>> BEGIN EXERCISE MATERIAL
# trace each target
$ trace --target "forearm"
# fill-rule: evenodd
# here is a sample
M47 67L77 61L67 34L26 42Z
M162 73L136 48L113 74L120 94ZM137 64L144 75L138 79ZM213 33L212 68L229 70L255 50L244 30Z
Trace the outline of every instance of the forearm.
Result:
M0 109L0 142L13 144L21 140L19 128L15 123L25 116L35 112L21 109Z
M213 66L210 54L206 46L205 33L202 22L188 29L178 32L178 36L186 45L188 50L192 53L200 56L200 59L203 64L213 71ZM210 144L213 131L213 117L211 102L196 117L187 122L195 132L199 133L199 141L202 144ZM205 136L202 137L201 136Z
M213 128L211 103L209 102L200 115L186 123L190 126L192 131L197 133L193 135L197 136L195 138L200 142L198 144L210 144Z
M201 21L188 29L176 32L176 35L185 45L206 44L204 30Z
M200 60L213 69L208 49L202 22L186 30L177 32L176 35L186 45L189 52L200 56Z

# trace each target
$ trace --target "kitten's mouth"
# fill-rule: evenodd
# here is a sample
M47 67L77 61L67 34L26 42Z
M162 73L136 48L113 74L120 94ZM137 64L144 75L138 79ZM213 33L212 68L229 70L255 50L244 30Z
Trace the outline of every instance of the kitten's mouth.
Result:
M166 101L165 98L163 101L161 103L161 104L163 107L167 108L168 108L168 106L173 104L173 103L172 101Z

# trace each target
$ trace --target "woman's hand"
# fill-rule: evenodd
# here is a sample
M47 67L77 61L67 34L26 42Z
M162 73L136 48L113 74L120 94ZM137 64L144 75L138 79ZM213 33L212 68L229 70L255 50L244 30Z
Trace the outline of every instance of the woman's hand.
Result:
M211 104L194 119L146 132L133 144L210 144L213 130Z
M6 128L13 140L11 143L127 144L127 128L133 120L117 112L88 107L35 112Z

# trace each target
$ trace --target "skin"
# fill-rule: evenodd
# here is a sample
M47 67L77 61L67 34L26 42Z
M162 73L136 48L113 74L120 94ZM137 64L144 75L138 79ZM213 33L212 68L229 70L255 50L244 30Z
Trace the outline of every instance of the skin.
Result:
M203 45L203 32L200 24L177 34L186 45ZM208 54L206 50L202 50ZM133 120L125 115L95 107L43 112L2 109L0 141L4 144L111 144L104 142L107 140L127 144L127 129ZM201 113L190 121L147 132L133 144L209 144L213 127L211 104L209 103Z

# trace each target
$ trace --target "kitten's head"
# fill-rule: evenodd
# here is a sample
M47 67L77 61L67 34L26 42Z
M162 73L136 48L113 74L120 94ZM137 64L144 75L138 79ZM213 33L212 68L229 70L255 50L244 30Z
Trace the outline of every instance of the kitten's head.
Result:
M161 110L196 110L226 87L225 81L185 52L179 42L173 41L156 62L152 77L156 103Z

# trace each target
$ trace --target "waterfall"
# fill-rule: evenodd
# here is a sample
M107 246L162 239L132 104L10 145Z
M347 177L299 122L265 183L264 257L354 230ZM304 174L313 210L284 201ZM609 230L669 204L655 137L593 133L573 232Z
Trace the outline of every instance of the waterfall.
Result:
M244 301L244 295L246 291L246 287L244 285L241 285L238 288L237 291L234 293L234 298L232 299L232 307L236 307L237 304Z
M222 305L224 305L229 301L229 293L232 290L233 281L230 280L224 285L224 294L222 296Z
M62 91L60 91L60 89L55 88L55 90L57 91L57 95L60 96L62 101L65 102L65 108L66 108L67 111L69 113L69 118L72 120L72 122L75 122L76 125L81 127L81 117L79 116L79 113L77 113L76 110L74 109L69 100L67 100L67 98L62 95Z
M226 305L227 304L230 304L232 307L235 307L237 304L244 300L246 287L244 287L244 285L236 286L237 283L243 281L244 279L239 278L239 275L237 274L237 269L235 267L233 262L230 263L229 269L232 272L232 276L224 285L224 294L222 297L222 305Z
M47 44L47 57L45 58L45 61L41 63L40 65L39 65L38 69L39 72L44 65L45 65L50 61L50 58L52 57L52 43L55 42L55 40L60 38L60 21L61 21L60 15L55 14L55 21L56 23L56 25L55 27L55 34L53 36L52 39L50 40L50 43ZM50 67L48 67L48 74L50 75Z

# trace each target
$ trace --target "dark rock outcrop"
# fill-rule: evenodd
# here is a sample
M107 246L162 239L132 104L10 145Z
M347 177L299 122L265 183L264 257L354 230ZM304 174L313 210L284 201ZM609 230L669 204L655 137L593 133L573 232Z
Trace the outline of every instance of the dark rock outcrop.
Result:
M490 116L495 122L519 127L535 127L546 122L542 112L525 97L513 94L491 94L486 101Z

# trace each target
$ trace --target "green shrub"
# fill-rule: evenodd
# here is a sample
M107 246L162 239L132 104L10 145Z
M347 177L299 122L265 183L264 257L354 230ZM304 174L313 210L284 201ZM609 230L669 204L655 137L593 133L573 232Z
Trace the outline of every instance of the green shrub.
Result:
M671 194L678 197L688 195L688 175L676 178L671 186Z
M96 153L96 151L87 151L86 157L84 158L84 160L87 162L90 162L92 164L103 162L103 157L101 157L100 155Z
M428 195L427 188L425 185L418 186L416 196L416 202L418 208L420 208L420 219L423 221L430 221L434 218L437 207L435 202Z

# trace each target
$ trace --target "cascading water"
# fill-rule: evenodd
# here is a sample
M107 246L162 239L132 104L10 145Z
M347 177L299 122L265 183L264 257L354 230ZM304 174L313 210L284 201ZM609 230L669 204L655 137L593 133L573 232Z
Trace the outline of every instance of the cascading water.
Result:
>> END EXERCISE MATERIAL
EXERCISE REQUIREMENTS — Show each line of the material above that contains the word "every". Uppercase and lowercase letters count as different.

REPLY TO THE EXERCISE —
Trace the outline of every instance of the forearm.
Trace the outline of every instance of the kitten's mouth.
Trace the outline of every instance of the woman's hand.
Trace the outline of every instance of the skin.
Trace the outline of every instance of the kitten's head.
Trace the outline of every instance of the waterfall.
Trace the outline of every instance of the dark rock outcrop.
Trace the outline of every instance of the green shrub.
Trace the outline of every instance of the cascading water.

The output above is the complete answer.